WHAT THE TASK ASKS:
From the line that has "Where can you see the organ bench" down to the final line of the listing below, transcribe every line exactly, and only those.

DATA PROVIDED:
_ _ _

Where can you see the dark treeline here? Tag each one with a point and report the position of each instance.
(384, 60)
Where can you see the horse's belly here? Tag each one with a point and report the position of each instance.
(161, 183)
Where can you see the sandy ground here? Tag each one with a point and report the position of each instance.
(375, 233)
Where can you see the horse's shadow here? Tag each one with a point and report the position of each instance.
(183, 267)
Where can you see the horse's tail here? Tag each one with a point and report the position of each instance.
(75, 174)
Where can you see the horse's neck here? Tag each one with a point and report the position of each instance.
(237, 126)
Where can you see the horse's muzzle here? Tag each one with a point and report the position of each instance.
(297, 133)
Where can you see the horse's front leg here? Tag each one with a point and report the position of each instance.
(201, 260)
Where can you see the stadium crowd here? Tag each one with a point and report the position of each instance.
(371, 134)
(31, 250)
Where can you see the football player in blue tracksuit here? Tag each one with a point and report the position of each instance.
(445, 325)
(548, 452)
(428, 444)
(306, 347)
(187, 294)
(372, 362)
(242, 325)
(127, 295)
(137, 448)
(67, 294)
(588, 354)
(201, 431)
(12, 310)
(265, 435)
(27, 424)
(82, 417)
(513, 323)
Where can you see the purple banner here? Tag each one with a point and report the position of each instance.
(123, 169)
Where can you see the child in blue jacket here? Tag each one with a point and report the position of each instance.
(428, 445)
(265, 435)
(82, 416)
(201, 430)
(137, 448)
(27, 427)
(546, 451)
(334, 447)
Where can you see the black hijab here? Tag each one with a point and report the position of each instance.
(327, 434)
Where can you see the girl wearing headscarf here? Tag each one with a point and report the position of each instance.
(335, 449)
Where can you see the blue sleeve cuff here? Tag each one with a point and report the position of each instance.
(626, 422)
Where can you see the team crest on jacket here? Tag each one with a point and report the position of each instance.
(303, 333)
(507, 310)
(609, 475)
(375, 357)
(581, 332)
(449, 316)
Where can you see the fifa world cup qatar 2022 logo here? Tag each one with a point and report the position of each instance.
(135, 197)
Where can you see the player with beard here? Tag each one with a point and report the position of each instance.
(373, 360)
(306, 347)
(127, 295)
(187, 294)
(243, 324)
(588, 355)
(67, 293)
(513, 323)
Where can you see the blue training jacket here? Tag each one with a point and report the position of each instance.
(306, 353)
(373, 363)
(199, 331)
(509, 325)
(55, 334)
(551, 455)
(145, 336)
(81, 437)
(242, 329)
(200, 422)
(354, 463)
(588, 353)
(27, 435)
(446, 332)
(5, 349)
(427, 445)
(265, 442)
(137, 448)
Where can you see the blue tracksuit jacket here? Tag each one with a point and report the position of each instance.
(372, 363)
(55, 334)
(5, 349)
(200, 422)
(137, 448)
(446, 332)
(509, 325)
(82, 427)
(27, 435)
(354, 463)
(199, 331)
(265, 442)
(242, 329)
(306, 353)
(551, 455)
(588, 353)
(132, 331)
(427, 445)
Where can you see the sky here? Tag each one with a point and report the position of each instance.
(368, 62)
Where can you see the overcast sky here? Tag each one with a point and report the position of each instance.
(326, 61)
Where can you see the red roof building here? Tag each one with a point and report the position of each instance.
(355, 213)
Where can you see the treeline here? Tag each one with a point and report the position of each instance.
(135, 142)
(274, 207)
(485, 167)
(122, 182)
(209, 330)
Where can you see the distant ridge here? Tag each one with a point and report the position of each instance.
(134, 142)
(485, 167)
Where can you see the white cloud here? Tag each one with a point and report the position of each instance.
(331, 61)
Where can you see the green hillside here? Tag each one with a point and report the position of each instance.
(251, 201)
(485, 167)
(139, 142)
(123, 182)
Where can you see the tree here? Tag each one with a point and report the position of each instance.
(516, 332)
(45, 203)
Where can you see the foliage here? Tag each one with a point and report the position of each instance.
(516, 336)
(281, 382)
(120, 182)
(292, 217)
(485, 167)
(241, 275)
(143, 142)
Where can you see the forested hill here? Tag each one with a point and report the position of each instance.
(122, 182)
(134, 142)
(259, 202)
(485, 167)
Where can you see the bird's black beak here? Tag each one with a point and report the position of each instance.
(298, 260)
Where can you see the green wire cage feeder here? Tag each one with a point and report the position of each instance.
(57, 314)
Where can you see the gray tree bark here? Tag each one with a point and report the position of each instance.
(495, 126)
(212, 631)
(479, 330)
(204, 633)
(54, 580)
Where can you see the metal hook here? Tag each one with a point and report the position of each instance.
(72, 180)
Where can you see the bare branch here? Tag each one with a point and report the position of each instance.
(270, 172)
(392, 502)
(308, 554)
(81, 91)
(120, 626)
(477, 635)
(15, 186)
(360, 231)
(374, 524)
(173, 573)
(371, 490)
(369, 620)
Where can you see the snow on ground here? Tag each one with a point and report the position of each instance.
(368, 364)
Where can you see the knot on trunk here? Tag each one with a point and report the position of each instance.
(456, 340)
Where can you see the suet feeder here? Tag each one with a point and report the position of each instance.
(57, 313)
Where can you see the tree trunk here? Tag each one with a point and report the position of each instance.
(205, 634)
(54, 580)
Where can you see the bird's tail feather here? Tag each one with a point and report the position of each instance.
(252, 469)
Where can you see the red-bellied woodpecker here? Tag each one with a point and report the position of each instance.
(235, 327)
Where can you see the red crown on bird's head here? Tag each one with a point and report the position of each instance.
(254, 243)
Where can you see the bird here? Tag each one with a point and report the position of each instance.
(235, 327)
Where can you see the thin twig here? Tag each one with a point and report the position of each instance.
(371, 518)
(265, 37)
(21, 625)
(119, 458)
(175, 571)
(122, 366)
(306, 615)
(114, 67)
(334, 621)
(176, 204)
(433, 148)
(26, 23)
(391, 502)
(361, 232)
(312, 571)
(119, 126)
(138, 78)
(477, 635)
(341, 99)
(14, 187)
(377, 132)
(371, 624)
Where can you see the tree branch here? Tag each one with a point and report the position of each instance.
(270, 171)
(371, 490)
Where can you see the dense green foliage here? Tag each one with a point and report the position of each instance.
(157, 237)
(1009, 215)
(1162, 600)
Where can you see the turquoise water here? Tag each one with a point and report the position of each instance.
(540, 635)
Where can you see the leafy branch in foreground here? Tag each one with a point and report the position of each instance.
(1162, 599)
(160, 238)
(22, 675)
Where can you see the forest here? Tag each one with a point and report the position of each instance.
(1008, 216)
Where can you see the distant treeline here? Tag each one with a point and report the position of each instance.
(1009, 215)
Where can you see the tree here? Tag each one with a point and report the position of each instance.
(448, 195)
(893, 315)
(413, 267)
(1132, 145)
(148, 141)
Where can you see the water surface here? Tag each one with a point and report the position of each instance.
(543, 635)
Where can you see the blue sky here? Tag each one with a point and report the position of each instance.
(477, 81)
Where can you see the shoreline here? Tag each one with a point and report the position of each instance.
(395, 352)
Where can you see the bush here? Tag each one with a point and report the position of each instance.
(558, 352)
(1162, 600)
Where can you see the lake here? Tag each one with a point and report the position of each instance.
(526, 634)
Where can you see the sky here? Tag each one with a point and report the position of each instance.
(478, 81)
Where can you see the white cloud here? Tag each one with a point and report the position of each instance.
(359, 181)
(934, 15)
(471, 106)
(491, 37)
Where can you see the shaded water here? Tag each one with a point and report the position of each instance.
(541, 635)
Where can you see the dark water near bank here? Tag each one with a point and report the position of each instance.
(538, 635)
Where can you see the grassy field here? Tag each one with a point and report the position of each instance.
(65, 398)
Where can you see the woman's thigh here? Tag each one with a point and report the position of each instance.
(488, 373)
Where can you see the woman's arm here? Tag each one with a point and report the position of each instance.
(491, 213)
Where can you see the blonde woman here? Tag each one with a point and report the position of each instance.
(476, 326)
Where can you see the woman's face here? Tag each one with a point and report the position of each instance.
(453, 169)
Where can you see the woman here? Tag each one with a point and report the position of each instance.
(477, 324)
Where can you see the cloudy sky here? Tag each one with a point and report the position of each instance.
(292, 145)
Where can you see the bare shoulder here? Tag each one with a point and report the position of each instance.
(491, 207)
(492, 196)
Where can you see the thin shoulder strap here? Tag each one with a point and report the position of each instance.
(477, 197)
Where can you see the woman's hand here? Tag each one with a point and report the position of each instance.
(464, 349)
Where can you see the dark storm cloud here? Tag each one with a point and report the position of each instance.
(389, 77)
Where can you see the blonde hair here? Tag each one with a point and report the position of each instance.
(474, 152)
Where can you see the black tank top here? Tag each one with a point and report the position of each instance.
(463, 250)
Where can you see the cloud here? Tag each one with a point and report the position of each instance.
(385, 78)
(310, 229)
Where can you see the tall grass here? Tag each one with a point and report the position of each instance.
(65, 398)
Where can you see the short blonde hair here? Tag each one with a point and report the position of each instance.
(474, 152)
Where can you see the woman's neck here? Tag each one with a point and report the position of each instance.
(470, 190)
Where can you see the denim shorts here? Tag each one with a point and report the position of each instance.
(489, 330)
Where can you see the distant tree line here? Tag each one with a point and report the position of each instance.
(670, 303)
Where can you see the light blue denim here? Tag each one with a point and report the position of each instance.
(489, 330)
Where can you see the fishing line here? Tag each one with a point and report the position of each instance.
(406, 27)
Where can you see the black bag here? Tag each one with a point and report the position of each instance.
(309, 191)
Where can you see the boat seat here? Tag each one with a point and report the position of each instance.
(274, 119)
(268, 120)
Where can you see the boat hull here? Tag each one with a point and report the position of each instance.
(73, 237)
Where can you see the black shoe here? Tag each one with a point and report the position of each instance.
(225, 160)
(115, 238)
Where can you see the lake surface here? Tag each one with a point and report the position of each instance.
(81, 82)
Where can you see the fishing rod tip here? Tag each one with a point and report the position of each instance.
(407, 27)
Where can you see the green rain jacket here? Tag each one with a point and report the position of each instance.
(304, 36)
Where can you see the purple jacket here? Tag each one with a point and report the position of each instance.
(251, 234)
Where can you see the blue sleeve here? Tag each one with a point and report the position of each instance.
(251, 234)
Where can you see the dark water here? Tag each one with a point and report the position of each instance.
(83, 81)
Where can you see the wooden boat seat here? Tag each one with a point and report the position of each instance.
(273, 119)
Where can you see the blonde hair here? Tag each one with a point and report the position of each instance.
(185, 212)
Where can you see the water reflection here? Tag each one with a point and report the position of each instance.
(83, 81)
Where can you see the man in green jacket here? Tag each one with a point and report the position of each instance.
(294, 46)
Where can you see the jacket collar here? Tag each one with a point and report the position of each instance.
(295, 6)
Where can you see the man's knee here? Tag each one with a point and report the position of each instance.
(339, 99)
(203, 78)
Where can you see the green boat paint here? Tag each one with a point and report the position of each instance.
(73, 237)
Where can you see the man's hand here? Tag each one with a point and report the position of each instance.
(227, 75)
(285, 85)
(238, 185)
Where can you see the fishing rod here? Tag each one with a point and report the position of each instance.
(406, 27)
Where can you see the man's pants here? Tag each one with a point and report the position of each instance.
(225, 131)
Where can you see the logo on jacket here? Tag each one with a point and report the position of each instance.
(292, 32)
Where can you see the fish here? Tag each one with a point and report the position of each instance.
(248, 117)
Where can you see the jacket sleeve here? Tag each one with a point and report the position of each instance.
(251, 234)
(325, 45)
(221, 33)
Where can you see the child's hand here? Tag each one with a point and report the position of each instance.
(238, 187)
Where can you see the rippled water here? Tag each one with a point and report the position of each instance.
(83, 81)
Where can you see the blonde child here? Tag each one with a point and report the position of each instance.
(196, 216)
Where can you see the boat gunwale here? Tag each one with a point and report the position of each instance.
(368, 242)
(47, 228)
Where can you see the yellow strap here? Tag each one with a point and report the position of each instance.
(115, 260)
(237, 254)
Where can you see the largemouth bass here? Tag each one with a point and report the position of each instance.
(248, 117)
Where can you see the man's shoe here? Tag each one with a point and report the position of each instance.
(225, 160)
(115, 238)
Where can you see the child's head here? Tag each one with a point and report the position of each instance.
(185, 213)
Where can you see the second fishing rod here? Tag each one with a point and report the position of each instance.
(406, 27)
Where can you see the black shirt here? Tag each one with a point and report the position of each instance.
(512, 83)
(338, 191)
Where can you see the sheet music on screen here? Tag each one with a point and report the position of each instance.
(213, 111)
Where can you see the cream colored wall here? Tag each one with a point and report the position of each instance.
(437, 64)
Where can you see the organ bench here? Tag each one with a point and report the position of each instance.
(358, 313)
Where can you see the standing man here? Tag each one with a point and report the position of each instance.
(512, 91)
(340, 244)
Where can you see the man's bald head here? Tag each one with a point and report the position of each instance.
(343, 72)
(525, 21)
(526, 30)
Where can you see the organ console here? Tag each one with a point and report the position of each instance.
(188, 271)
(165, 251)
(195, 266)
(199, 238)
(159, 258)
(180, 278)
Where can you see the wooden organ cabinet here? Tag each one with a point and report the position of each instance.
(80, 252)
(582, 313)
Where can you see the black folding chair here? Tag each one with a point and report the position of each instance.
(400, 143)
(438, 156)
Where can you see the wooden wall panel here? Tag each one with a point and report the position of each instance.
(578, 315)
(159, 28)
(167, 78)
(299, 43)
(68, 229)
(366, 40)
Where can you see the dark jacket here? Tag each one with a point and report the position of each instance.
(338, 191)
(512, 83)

_ _ _

THE REPLY:
Where can you see the organ bench here? Tag each one with a point and report the position of each instance.
(358, 313)
Where can you see the standing man here? Tag each one with a point and report the position of each instance.
(512, 91)
(340, 244)
Where can you see the man's bald head here? Tag each one with a point and report the position of each instance.
(343, 72)
(525, 21)
(526, 30)
Where can you see the organ console here? Tag each one with a point and report the position of each instance.
(188, 271)
(165, 251)
(195, 266)
(199, 238)
(159, 258)
(180, 278)
Where can you see the wooden organ cabinet here? Tag each one with a point and report the position of each instance.
(80, 252)
(582, 313)
Where can you see the black folding chair here? Tag each one with a point and report the position of each instance.
(400, 143)
(438, 156)
Where can you see the wooden wall panel here? Tag each one with a point and report the position of each instance.
(578, 315)
(159, 28)
(167, 78)
(299, 43)
(68, 229)
(366, 40)
Where can you see the dark jacket here? Tag each one with a point and report the position of each instance.
(338, 191)
(512, 83)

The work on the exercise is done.